§ **Supplied text**:
In this paper we extend the OFGC pricing core introduced in [Kaganov et al. 2008] to an MFGC implementation. Our contributions are:

— An optimized hardware implementation of the MFGC model, which exploits both coarse- and fine-grain parallelism inherit in the algorithm.

— A detailed benchmark exploration, highlighting the cases where the hardware could significantly outperform the software, and cases where the hardware advantage is small.

 A comparison against an optimized software implementation running on a 3.4 GHz Pentium Xeon single-core processor resulting in over 71-fold speedup using five hardware cores.

The rest of the paper is structured as follows. Section 2 describes the CDO structure and Li's [Li 2000] Gaussian Copula mathematical model. Section 3 presents the overall architecture and the MFGC core hardware implementation. Section 4 describes the test methodology. Section 5 reports the results of our implementation. Finally, section 6 summarizes the findings.

## 2. COLLATERALIZED DEBT OBLIGATION (CDO)

This section provides a brief overview of key CDO concepts: Subsection 2.1 presents an introduction to the CDO structure, and Subsection 2.2 describes the key equations in MC CDO pricing.

§ **Records contained in a dataset**:
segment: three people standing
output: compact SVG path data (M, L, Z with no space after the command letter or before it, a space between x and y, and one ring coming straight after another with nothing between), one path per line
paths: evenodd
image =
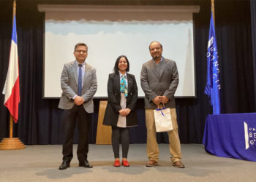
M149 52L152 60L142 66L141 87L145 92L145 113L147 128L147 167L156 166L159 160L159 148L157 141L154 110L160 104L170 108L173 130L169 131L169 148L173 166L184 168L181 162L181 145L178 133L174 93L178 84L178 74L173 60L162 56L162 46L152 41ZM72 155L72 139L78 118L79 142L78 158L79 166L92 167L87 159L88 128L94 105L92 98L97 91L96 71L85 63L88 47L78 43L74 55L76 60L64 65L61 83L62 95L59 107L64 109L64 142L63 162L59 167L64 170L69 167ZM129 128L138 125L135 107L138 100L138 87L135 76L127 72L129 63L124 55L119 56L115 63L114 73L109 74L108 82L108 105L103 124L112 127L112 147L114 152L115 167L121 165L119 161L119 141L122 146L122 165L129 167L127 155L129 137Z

§ **Exercise instructions**:
A – Render the sentence "Section 4 describes the test methodology." from the CDO pricing excerpt into French.
B – Resume the CDO pricing excerpt, starting after its final sentence.

§ **Results in order**:
A – La section 4 décrit la méthodologie de test.

B –
#### 2.1 Structure

A Collateralized Debt Obligation usually consists of highly volatile obligation-based assets, such as: loans, bonds, and even other CDO tranches. Initially, a financial institute, termed *sponsor*, sells the obligation-based portfolio to an external organization, termed Special Purpose Vehicle (SPV), to isolate the investors from its own credit risk. The SPV combines all of the debt obligations into a single collateral pool. This pool is repackaged into different risk/profit CDO tranches, with each tranche covering a certain percentage of the monetary amount within the initial pool, as shown in Fig. 1.

Each CDO tranche is defined by an attachment and a detachment point. An attachment point is minimal monetary lose that can affect a tranche, and the detachment point is largest monetary lose still covered by a tranche. When the collateral pool loses exceed the attachment point, the investors in the tranche start to lose their principal. However, the investor continues to receive interest payments on the



Fig. 1. Synthetic CDO Structure

remaining amount. For example, an investor invests \$900 in the Mezzanine, which has an attachment of 3% and a 6% detachment, and suddenly the pool losses reach 4% of the total pool. The investor will lose \$300, 1/3 of the original investment, but will keep receiving interest payments on the remaining \$600. When the cumulative losses reach the detachment point the tranche investors lose their entire investment and the tranche becomes inactive.

There are typically three motives for creating a CDO:

- -Create market arbitrage: Generate money through the difference between tranche sales and premium payment on these tranches.
- -Shrink balance sheet: Banks typically have regulations regarding the number of risky assets that they are allowed to hold.
- -Risk Transfer: Sell the risk of owning a portfolio with debt assets to the investors [Goodman and Fabozzi 2002].

For a more complete CDO structure description refer to [J.Hall and White 2004].

# 2.2 Pricing

To issue tranches and establish the amount of interest an investor should receive, financial institutions have to determine each tranche's worth. To compute the value of a tranche one needs the following:

- -A: Attachment point
- -D: Detachment point
- -s: Premium spread. Investment return rate.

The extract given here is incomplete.